YOUR GOAL: Please restate each line of the data below exactly. Omit all images.
##### RECORDS FOR THIS TASK
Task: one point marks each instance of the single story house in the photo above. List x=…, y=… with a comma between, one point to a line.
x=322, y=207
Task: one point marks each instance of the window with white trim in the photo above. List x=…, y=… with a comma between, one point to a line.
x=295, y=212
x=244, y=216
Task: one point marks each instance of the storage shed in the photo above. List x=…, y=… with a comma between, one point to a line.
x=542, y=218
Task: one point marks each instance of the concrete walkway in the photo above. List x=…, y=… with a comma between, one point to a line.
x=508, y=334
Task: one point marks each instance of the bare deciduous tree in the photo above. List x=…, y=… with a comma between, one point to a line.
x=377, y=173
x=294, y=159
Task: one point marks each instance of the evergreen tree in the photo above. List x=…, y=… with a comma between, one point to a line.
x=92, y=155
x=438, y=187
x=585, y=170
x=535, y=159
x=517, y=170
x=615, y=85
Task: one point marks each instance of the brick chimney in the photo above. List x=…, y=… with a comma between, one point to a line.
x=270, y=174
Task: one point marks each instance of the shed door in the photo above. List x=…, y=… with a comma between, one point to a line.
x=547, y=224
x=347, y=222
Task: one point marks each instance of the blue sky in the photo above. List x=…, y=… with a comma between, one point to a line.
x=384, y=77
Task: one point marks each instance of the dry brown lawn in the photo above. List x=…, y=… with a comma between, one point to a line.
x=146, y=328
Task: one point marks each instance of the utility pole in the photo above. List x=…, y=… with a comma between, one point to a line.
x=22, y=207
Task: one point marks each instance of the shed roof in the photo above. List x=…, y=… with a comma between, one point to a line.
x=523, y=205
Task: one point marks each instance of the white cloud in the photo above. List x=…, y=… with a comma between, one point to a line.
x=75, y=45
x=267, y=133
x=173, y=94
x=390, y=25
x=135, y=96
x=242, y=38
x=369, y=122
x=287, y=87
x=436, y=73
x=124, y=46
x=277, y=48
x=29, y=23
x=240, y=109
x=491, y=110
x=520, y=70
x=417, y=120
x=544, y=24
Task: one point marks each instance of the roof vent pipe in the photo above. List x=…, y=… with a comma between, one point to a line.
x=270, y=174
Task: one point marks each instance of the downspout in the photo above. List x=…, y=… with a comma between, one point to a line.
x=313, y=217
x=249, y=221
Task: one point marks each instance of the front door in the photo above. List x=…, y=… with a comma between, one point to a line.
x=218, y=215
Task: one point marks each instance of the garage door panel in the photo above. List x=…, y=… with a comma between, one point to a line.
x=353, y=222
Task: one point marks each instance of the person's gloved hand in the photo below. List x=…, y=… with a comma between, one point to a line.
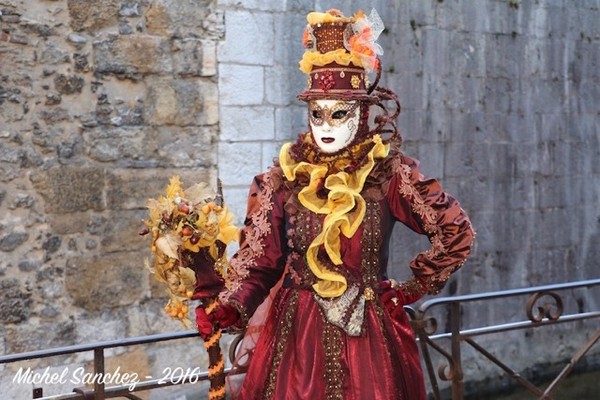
x=395, y=296
x=224, y=315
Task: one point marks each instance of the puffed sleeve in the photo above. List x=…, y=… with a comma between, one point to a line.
x=421, y=204
x=259, y=263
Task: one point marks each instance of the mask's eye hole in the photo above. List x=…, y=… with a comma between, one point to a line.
x=340, y=114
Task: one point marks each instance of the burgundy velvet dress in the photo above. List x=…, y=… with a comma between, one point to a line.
x=300, y=353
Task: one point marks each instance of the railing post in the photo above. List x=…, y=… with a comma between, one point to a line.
x=99, y=373
x=457, y=376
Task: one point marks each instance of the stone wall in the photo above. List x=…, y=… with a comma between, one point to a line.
##########
OUTPUT FOR THIS TASK:
Task: one point marks each instance of the single story house in the photo above. List x=…, y=… with a comma between, one point to a line.
x=322, y=207
Task: one point marks each instance of the window with white trim in the photo above. List x=…, y=… with a comma between, one point to a line.
x=295, y=212
x=244, y=216
Task: one point marks each instance of the storage shed in the photo above. List x=…, y=… with a comma between, one point to a line.
x=542, y=218
Task: one point marks each instance of the concrete walkway in the photo above. List x=…, y=… with a comma between, one point to a line.
x=508, y=334
Task: one point marks each instance of the bare deciduous tree in the photo above. List x=…, y=… with a comma between, one point to a line.
x=377, y=173
x=294, y=159
Task: one point marks each instance of the evergreen tree in the photo above. List x=…, y=… with a comma between, one point to a line.
x=92, y=155
x=438, y=187
x=585, y=170
x=535, y=159
x=517, y=170
x=615, y=85
Task: one point marks each instance of the brick chimney in the photo above. List x=…, y=… with a comma between, one point to a line.
x=270, y=174
Task: one point marks each instance of the shed door in the photo above. List x=…, y=… with a comma between, one point to a line.
x=547, y=224
x=347, y=222
Task: one point marks each instance of the blue sky in the photo above. List x=…, y=… with a comma between, one point to a line.
x=384, y=77
Task: one point marks each instance of the dry brown lawn in the photo above. List x=…, y=… with a comma between, one point to a line.
x=146, y=328
Task: one point marks each instance of the utility pole in the photo above. List x=…, y=… with a comma between, one point to a line.
x=22, y=207
Task: one point marks each instance of the shed roof in the photo above. List x=…, y=… with a comma between, one point to a line.
x=523, y=205
Task: one point marks each instance of the white cloud in the photo above. List x=…, y=… with a comma between, one point to a line.
x=75, y=45
x=267, y=133
x=173, y=94
x=390, y=25
x=135, y=96
x=242, y=38
x=369, y=122
x=287, y=87
x=436, y=73
x=124, y=46
x=277, y=48
x=29, y=23
x=240, y=109
x=491, y=110
x=520, y=70
x=417, y=120
x=544, y=24
Task: one point marks each instance of the roof vent pipe in the photo above. List x=…, y=… with a comma between, one point to a line.
x=270, y=174
Task: one point marks each instance of the downspout in the photo above. List x=…, y=… with a comma between, one point to a line.
x=313, y=217
x=249, y=221
Task: one point marks each instance of the front door in the photo above. List x=…, y=… with a comma between, one point to a line.
x=218, y=215
Task: one point marks each instance of the garage door panel in the photo above. List x=…, y=… with a comma between, one point to a line.
x=353, y=222
Task: one point marks each instance of the person's gloved hand in the photo below. List x=…, y=… with a comma between, one point to a line.
x=395, y=296
x=224, y=315
Task: one point marks each instance of the puffed sleeve in the photo above. List x=…, y=… with a comma between, one point to a line.
x=421, y=204
x=259, y=263
Task: one point marks each instance of the mask's eye hole in the photo above. List x=…, y=… with a comma between, one point to a line.
x=340, y=114
Task: one point marks each instance of the burgundy velvet dress in the photo above. List x=…, y=… with a comma between, one point to a line.
x=300, y=353
Task: one point marks each instance of the railing post in the photo above. List x=…, y=… with a comma between, one point to a line.
x=99, y=373
x=457, y=376
Task: one point marks each instance of the stone wall in the photo above. List x=…, y=… with a comma between, one point to a line.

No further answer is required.